*** Block opens ***

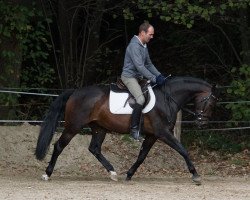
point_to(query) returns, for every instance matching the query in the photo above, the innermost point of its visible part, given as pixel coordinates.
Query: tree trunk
(245, 32)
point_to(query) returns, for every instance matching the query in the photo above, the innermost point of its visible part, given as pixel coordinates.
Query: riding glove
(160, 80)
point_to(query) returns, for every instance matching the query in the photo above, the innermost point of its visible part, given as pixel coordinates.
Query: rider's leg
(135, 89)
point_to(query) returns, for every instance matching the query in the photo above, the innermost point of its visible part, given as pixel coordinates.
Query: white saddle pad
(117, 102)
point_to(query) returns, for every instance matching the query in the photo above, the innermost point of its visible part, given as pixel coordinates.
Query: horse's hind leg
(169, 139)
(62, 142)
(98, 136)
(146, 146)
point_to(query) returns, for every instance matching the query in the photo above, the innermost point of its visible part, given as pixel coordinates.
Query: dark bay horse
(90, 106)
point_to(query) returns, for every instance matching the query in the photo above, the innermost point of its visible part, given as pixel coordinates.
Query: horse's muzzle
(201, 122)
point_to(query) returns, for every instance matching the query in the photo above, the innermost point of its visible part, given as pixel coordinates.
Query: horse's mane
(186, 79)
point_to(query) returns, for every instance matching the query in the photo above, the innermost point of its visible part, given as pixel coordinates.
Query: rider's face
(147, 36)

*** Block closes ***

▸ **PROBLEM STATEMENT**: Strip out the pictures and reproduce the remaining material above exactly.

▸ **RESPONSE TO THE EXERCISE**:
point_to(query) returns, for every instance matching the query in the photo above, the innermost point of its visible part, given as pixel coordinates.
Query: tree trunk
(245, 32)
point_to(query) returns, for every instance matching the query in the photo above, the innermost point of its visible part, given as pixel coordinates.
Query: riding glove
(160, 80)
point_to(query) returns, for every instance matching the query in the photo above, the innermost point of its visible part, given as pixel coordinates.
Query: rider's leg
(135, 89)
point_to(query) returns, for every instance matching the query in the photo above, the innermost point of its visible part, given as pixel coordinates.
Query: white saddle pad
(117, 102)
point_to(query) returns, for every instance matching the query in the photo above, the innermost point of its visible part, given as pixel coordinates.
Query: horse's hind leg
(169, 139)
(62, 142)
(98, 136)
(146, 146)
point_to(query) returns, for every instance matching the query in the photo above, the innermost point of its visible part, given as pixel coordinates.
Query: dark bay horse
(90, 106)
point_to(query) returns, for every instance matching the query in the photo above, the innermost point of its visible part, given as pixel coordinates.
Query: horse's muzzle
(201, 122)
point_to(query) returns, for every instance matching the query in the photo above, the innermost point of its visible part, given as pixel coordinates.
Query: horse's mane
(186, 79)
point_to(query) returns, for every instance matching the query in the photo above, the innermost point of its visible part, given as pixel coordinates.
Query: rider's face
(147, 36)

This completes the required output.